:: Given request ::
Can you reproduce every one of the items below word for word, changing nothing?

:: Supplied records ::
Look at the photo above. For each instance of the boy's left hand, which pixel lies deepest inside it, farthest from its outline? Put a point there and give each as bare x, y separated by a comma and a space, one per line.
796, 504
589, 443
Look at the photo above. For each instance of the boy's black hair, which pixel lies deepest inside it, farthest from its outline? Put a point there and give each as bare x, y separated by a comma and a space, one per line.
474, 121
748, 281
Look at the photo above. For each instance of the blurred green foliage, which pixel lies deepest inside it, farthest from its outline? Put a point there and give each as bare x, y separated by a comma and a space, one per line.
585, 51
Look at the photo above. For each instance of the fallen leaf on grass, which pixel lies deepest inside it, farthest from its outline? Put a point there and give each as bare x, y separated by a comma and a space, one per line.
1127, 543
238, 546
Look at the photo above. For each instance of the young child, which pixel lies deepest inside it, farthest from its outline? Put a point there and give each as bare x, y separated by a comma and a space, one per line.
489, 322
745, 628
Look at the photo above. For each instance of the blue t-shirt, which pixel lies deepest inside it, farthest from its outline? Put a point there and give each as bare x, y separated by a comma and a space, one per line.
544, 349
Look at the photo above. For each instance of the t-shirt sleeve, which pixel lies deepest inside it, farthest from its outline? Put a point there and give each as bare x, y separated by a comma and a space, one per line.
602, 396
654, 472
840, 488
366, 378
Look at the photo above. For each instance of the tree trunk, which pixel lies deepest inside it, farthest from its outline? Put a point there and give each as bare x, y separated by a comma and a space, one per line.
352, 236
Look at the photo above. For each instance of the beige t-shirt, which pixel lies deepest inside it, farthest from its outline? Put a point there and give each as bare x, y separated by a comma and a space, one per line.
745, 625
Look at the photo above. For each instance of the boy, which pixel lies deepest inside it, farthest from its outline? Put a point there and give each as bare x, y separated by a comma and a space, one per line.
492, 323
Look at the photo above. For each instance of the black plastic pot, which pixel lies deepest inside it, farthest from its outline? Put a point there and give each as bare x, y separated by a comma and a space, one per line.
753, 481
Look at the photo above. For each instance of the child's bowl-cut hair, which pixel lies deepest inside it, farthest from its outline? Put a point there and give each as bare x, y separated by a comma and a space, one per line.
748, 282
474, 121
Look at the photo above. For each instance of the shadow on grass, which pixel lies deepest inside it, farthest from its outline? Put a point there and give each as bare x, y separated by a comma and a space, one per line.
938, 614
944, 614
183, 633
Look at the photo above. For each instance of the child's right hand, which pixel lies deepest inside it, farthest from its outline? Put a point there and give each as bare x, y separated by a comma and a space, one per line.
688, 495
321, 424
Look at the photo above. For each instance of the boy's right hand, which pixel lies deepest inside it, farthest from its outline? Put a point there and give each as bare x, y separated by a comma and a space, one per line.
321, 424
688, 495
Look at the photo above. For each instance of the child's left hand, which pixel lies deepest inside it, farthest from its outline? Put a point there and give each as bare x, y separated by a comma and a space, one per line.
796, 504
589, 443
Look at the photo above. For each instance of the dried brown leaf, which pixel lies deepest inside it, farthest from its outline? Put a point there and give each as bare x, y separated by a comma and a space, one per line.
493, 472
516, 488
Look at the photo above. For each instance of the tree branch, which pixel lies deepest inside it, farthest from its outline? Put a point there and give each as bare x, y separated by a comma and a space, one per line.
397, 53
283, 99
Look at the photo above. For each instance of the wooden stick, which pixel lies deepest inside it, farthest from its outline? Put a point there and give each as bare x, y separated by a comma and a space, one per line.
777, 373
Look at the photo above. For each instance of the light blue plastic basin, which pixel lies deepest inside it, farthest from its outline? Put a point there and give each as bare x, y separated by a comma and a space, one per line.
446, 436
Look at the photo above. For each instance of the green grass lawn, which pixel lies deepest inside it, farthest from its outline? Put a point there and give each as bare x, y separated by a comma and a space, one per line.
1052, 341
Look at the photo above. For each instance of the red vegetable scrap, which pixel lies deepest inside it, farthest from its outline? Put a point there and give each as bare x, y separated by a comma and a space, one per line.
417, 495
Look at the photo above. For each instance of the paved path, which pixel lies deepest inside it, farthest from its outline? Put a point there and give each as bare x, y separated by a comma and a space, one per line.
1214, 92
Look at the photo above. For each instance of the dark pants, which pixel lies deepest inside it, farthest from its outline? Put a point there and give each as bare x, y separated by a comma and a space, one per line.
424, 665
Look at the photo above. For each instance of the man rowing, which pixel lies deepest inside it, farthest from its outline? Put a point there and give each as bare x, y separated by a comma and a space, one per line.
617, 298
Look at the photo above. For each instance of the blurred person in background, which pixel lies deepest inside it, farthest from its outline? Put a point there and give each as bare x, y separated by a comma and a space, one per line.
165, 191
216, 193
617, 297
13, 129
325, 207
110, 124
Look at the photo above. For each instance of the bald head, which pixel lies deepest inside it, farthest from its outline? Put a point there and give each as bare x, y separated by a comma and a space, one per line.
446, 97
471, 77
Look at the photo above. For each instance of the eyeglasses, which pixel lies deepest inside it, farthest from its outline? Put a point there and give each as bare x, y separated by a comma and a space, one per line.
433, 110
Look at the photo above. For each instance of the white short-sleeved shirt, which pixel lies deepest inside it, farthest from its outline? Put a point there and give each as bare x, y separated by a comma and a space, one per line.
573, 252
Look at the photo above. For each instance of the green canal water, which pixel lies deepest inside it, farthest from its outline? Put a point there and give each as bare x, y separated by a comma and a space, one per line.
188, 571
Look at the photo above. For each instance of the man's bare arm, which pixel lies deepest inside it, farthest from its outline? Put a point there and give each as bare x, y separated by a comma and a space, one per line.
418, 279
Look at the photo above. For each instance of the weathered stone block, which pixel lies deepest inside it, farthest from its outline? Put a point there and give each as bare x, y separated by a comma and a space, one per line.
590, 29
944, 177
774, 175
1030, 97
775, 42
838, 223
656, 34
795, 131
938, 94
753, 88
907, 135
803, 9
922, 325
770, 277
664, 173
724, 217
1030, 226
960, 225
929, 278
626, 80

:: Exercise output ::
Look at the photo above. For each instance of the boy's left hand, which pixel lies deepest inside it, farthest from its outline? Put a point there and give each as bare x, y separated by a comma and a space, one per line.
796, 504
589, 443
Look at the photo above. For each instance of the boy's black hair, which pixel lies deepest inside it, farthest from its outline? Put a point there and give each as bare x, y separated by a comma and a space, one per line.
474, 121
748, 281
Look at the photo above. For each instance of the blurred green foliage, which pixel lies deepest inside it, farthest from its outline? Put a point there and give each as bare x, y separated by a comma and a space, one per line.
585, 51
Look at the photo above. For each instance of the fallen leaf on grass, which pixel lies deepest inside it, farthest from its outline? Put a point there and give each as bare x, y separated by a comma and a space, one per line.
1127, 543
238, 546
Look at the photo above. For each instance of the young child, which pixel lies deepest inside it, farthest from its outline? Put a point there and give each as bare x, y separated by a comma and a space, one per line.
489, 322
745, 628
Look at the photo above. For each instance of the blue t-shirt, which pixel lies deepest inside it, farthest from its outline? Put a point there and give each as bare x, y separated by a comma and a space, one per line.
544, 349
Look at the photo above. For each instance of the t-shirt sleeve, which pixel lies deepest inside it, farthest from its outline? Put a point there and give each as bare x, y separated by a comma and a space, one per line.
602, 396
654, 472
840, 488
366, 378
Look at the photo above. For each instance of the tree trunk, which pixel lies deepest inside it, farthest from its outline? Put a point there and give each as bare x, y separated by a comma and a space, one per line.
352, 236
Look at the photo above. For each instance of the beige t-shirt, which pixel lies deepest inside it, farthest from its outline? Put a point there and give each as bare x, y separated by a comma and a space, one per line.
745, 625
Look at the photo above. For each instance of the boy, which pixel lies deepest inside it, farthest from its outline? Put a point there and give each as bare x, y separated by a comma and a space, one per line.
492, 323
Look at the photo above. For each instance of the black plastic pot, which pixel lies deepest inside it, farthest from its outline? Put a point there and give each as bare x, y separated by a comma and a space, one per line.
753, 481
Look at the photo above. For each instance of the child's bowl-cut hair, which pixel lies deepest inside it, farthest from its outline? Put a point there and give each as bare x, y separated by a comma and a space, one per line.
748, 282
474, 121
Look at the photo above. For each instance of the shadow on grass, which pixel lies deepest inside it, farthest from its outline? Put a point there and give each as bare x, y separated by a comma and a space, one per line.
938, 614
944, 614
183, 633
Look at the photo above. For each instance of the child's right hand, which pixel lies deepest inside it, farthest from its outline? Put a point there and give each as bare x, y separated by a comma and a space, one per line.
688, 495
321, 424
Look at the photo above. For each instance of the boy's right hand, which pixel lies deepest inside it, farthest from its outline? Put a point there and give each as bare x, y separated by a comma and a space, one per line.
321, 424
688, 495
Look at the photo above. For each instance of the child's left hand, which pixel lies deepest inside it, farthest from its outline? Put a point there and give each as bare x, y separated by a comma and a space, one per line.
796, 504
589, 443
Look at the photo above. For each instance of the dried brown leaf, which pixel lies deepest inside it, farthest from its outline? Put a point there and give each as bare x, y separated by a comma and a space, one per line.
493, 472
516, 488
Look at the photo above. For each instance of the tree branch, which pixel lies deepest inside it, farthest from its outline? Put a point there and give each as bare x, y separated by a comma and a space, one per line.
397, 53
283, 99
Look at the photo above. For each instance of the wooden stick, which pixel lies deepest inside it, farthest from its outline? Put a point there and give each as bare x, y separated by a comma and a space, one per line.
777, 373
Look at the photo above. For each instance of the light blue plastic basin, which pixel lies deepest inside it, farthest from its outline? Put a point there and give each as bare x, y separated by a comma and a space, one per line.
446, 436
Look at the photo above. For each instance of the green grass lawn, which pixel lies deepest inside it, farthest from its outline? Put a point there and give each as bare x, y separated by a comma and a space, one per line.
1052, 341
Look at the photo above. For each instance of the red vegetable scrap, which pixel lies deepest inside it, farthest from its outline? Put a point there and give each as bare x, y separated by a comma and a space, one per line.
417, 495
Look at the photo above. For each instance of the paved path, which pixel lies deepest inside it, farthest from its outline? Put a point there and give each as bare x, y separated by a comma and a space, one per line.
1214, 92
Look at the photo above. For each instance of the dark pants, which pixel lies deepest inside it, farthest from its outline? Put a point there and give each as bare x, y separated by a comma and a space, one per line.
424, 665
Look at the photo above. For each instance of the man rowing, which pixel lies deepest inside it, farthest from its outline? Put a point there and give each as bare x, y separated by a comma and a space, one per line.
617, 298
Look at the photo above. For each instance of the blurred person in background, which pixel lies deepest inside it, farthest from its outline? Put a point there and give each as bare x, y separated by a comma and a space, one per line.
165, 191
216, 193
617, 297
13, 129
325, 207
110, 124
Look at the photo above. For each instance of the bald head, which pixel lies deepest inside it, farthest from its outline? Put a point there and give each as bare x, y separated by a comma and a space, one per line.
446, 97
471, 77
Look at the photo above. For each instance of the eyeglasses, which pixel lies deepest inside it, farthest from its outline? Put a point there and give each as bare x, y separated by a comma and a space, one per line.
433, 110
Look at the photo above. For each instance of the white short-sleeved shirt, which pixel lies deepest inside it, farthest from its outline? Put a point there and give each as bare x, y separated by a comma and a space, one per line.
573, 252
Look at the photo above. For each instance of the green canal water, which pixel lies deepest inside it, farthest from its outline? Put a point there and give each as bare x, y separated by a comma and a space, one per line.
188, 571
Look at the photo above. For each instance of the man's bare arm, which pixel lies deepest inside it, farthest from its outline? Put a point there and give each as bare x, y separated by a comma and a space, one per line.
418, 279
Look at the photo above. For each instance of the weathered stone block, which pixel lies deepest inside it, farthest from its outline? Put a point there and give each as bare x, y separated by a comma and a space, one per line.
590, 29
944, 177
774, 175
1030, 97
775, 42
838, 223
656, 34
795, 131
938, 94
753, 88
907, 135
803, 9
922, 325
770, 277
664, 173
724, 217
1030, 226
960, 225
929, 278
626, 80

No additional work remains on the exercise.